==== Data supplied
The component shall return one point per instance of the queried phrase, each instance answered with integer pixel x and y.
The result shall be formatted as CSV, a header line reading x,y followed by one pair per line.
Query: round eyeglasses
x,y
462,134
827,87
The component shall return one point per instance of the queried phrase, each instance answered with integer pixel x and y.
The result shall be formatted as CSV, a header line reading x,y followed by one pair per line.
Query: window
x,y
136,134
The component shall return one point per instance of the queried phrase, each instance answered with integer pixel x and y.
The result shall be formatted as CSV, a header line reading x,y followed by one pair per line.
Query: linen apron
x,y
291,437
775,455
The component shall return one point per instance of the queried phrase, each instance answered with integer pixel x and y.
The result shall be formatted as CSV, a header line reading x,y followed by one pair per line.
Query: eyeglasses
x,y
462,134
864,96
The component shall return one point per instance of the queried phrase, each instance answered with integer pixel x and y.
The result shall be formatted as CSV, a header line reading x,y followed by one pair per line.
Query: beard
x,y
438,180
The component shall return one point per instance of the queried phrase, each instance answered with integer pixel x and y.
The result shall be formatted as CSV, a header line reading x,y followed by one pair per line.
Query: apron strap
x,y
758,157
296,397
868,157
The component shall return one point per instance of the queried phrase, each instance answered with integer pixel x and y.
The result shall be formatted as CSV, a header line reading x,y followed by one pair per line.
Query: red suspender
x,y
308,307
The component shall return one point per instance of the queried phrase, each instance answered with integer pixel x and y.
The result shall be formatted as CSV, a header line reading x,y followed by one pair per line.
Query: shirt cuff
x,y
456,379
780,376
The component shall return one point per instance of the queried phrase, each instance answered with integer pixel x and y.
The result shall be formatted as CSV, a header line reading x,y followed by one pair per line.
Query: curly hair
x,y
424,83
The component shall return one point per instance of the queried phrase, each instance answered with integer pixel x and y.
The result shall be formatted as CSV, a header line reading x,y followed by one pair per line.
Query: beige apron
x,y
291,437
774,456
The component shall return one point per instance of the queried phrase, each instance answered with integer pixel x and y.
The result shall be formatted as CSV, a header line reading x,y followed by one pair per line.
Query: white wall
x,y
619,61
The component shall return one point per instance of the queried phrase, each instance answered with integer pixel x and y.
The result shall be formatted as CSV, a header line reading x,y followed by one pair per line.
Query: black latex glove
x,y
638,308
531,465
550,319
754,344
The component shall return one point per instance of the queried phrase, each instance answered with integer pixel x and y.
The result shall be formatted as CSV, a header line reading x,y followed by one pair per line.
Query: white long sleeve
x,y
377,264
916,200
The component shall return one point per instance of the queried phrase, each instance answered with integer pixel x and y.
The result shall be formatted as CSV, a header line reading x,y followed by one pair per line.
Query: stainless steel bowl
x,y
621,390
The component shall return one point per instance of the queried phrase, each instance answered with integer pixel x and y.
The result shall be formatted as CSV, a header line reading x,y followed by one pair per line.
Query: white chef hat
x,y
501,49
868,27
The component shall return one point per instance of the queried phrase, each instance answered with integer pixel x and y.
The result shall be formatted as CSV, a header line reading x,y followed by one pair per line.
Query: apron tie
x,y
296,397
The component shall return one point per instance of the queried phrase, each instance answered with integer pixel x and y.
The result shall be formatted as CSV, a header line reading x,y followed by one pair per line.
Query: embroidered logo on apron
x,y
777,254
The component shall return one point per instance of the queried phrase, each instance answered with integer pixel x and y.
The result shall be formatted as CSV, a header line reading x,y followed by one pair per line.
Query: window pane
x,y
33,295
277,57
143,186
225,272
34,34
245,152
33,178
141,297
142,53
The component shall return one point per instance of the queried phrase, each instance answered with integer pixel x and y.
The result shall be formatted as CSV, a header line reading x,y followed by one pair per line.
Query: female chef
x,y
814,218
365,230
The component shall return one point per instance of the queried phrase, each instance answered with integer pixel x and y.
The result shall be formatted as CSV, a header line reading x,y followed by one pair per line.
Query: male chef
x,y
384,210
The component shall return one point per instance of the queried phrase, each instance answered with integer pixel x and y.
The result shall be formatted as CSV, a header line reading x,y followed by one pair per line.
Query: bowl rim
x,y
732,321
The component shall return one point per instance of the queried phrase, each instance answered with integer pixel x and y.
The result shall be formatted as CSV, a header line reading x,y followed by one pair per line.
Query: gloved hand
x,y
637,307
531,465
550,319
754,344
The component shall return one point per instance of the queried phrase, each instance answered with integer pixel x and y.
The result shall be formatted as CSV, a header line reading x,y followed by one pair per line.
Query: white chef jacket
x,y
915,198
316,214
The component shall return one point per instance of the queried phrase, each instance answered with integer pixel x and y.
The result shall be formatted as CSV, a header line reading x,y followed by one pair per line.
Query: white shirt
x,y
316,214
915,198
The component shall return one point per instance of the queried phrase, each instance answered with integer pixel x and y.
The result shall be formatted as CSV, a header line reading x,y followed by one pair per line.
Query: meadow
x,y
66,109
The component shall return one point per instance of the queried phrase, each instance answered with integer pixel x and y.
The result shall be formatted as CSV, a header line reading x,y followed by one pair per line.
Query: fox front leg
========
• **Exercise instructions**:
An exact copy of every entry above is required.

• **Task result**:
The component shall return one point per instance of the queried phrase, each instance answered with integer pixel x and y.
The result shall be formatted as CSV, a header line reading x,y followed by one pair per line.
Query: round eyeglasses
x,y
462,134
827,87
The component shall return one point per instance of the queried phrase, each instance answered with integer pixel x and y.
The result shall be formatted as CSV, a header line reading x,y followed by one pair per line.
Query: window
x,y
136,134
The component shall return one point per instance of the queried phrase, each instance answered with integer pixel x and y.
The result shall be formatted as CSV, a header line reading x,y followed by one pair per line.
Query: linen apron
x,y
291,437
775,455
The component shall return one point per instance of the queried phrase, each instance answered with integer pixel x and y.
The result shall be formatted as CSV, a header line reading x,y followed by one pair per line.
Query: eyeglasses
x,y
462,134
864,96
The component shall return one point per instance of the queried phrase, each instance answered with integer pixel x and y.
The result shall be formatted as CSV, a header line reading x,y followed by one pair per line.
Query: beard
x,y
438,180
The component shall return one point per instance of the queried phrase, each instance answered with integer pixel x and y.
The result shall be formatted as CSV, a header line reading x,y followed by one pair per line.
Query: apron strap
x,y
758,157
296,397
868,157
The component shall return one point per instance of the queried phrase, each instance answered with integer pixel x and y.
The result shall be formatted as CSV, a header line reading x,y followed by one pair per line.
Query: red suspender
x,y
308,307
The component shall return one point per instance of the queried phrase, each instance answered with integer pixel x and y.
The result shall be formatted as CSV, a header line reading x,y followed by one pair per line.
Query: shirt cuff
x,y
456,379
780,376
The component shall return one point per instance of the queried phrase, each instance answered with integer pixel x and y.
The result shall be formatted as CSV, a header line reading x,y followed by one pair per line.
Query: curly hair
x,y
424,83
The component shall return one point per instance of the queried phrase, each instance answered with integer pixel x and y.
The result shall be formatted as CSV, a header line reading x,y followed by one pair per line.
Query: beige apron
x,y
291,437
774,456
The component shall return one point per instance of the queried phrase, each instance answered with integer pixel x and y.
The result shall be formatted as CSV, a header line reading x,y followed by one pair per line.
Query: white wall
x,y
619,61
The component shall return one point per instance of the queried phrase, each instance answered with integer pixel x and y.
The result shall be formatted as CSV, a header line reading x,y followed by one pair per line.
Query: black latex glove
x,y
638,308
531,465
550,319
754,344
The component shall return one point per instance of the queried phrase, each instance answered with integer pixel x and y.
The result shall be formatted as CSV, a header line reading x,y followed by one pair per line.
Query: white long sleeve
x,y
377,264
916,200
The component shall return one point per instance of the queried phrase, each instance answered with integer pixel x and y.
The result shall be formatted as CSV, a header line reading x,y followed by one pair per line.
Query: stainless steel bowl
x,y
621,390
The component shall return one point per instance of the queried phrase, each instance answered with integer pixel x and y.
The result shall be formatted as CSV, a header line reading x,y followed by one pair per line.
Query: white chef hat
x,y
501,49
868,27
The component shall return one point per instance of the queried phrase, each instance answered with integer pixel x and y.
The result shall be formatted as CSV, a header line reading x,y followed by one pair per line.
Query: apron tie
x,y
296,397
The component shall return one point per instance of the queried phrase, each instance answered with integer pixel x and y.
The result shall be formatted as CSV, a header line reading x,y followed by one pair per line.
Query: embroidered logo on apron
x,y
777,254
The component shall return one point per instance of the queried phrase, each instance answered with integer pixel x and y.
The result shall be formatted as CSV, a header line reading x,y followed by one pair per line.
Query: window pane
x,y
33,295
277,57
143,186
225,272
34,34
245,152
33,178
141,297
142,53
The component shall return one point per instance of the queried phrase, each instance answered with integer pixel x and y.
The result shall be formatted as CSV, a header line reading x,y followed by one pair per line.
Query: female chef
x,y
814,218
365,230
The component shall return one point per instance of the queried phrase, each instance answered with integer pixel x and y.
The result shall be formatted as CSV, a header line reading x,y followed by one pair per line.
Query: male chef
x,y
384,210
The component shall return one point per instance of the queried phrase, each instance answered with integer pixel x and y.
The result shall be formatted as CSV, a header line reading x,y followed by one pair per line.
Query: bowl rim
x,y
732,321
The component shall return one point per instance of the queried phrase, each instance answered with integer pixel x and y.
The result shall be formatted as CSV, a header line reading x,y followed by one pair per line.
Query: gloved hand
x,y
637,307
531,465
550,319
754,344
The component shall return one point per instance of the queried phrase, each instance answered with integer pixel x and y.
The result shall be formatted as CSV, a header line reading x,y followed by one pair per line.
Query: white chef jacket
x,y
915,198
316,214
The component shall return one point per instance of the queried phrase, each instance answered with integer pixel x and y.
The result shall be formatted as CSV, a header line reading x,y followed by one pair per line.
Query: white shirt
x,y
316,214
915,198
The component shall return one point per instance of the queried phrase, each instance answered with integer pixel x and y.
The result shall be formatted as CSV, a header line reading x,y followed by one pair per line.
Query: meadow
x,y
66,109
The component shall return one point per instance of the queried phrase, each instance answered with integer pixel x and y.
The result shall be formatted as CSV, a header line reading x,y followed by one pair per line.
Query: fox front leg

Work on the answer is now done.